- [Objective] Rewrite in full every line from the first one through the line containing "x=613, y=357", inclusive. Shift each x and y coordinate in the answers by adding 145, and leave all other text unchanged.

- [Dataset]
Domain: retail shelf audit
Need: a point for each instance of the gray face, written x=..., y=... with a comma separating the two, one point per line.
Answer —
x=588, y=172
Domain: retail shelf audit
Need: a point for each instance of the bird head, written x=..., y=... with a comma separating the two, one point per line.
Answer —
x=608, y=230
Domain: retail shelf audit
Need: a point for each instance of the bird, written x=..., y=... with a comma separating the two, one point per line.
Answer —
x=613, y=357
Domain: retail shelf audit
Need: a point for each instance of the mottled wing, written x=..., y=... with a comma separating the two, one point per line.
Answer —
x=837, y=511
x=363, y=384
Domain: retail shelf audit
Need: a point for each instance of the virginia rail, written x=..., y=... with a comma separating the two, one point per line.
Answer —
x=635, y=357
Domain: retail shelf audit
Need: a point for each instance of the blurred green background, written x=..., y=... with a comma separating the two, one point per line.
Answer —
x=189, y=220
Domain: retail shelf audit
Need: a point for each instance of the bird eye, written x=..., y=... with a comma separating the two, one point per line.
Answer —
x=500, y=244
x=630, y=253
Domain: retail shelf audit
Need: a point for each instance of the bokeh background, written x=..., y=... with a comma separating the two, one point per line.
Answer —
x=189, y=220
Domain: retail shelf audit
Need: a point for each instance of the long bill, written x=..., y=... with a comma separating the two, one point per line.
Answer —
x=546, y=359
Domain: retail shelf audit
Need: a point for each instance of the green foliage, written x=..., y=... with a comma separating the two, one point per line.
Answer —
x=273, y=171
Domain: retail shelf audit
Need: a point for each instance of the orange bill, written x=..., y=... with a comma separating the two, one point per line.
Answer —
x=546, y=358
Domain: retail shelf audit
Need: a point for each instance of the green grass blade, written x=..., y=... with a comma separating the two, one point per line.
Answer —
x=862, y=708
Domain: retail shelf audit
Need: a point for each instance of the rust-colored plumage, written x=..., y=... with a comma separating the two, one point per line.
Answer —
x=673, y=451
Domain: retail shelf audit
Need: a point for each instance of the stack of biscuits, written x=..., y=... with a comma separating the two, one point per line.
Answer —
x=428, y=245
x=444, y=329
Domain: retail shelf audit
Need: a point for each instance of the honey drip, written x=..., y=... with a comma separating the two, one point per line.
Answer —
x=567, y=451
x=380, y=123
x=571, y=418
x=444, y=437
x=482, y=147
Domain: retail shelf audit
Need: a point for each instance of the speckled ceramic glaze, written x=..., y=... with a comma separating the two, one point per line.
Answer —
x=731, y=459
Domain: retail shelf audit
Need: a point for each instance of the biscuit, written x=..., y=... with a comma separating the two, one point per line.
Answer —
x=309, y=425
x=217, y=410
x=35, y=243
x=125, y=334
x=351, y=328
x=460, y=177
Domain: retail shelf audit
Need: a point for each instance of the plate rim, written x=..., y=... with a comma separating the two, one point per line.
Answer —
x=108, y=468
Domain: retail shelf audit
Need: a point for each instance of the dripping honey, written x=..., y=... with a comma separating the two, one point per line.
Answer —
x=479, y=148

- [Result of the task]
Domain: retail shelf audit
Need: a point for each instance of the gray face, written x=..., y=... with a comma separating the two, one point per line.
Answer —
x=733, y=317
Domain: retail shelf audit
Need: a point for each instance of the bird head, written x=..., y=... with a comma separating the two, one point per line.
Answer —
x=753, y=375
Domain: retail shelf audit
Need: a point for each instance of the bird, written x=..., y=... with a comma separating the two, one point per line.
Answer —
x=758, y=502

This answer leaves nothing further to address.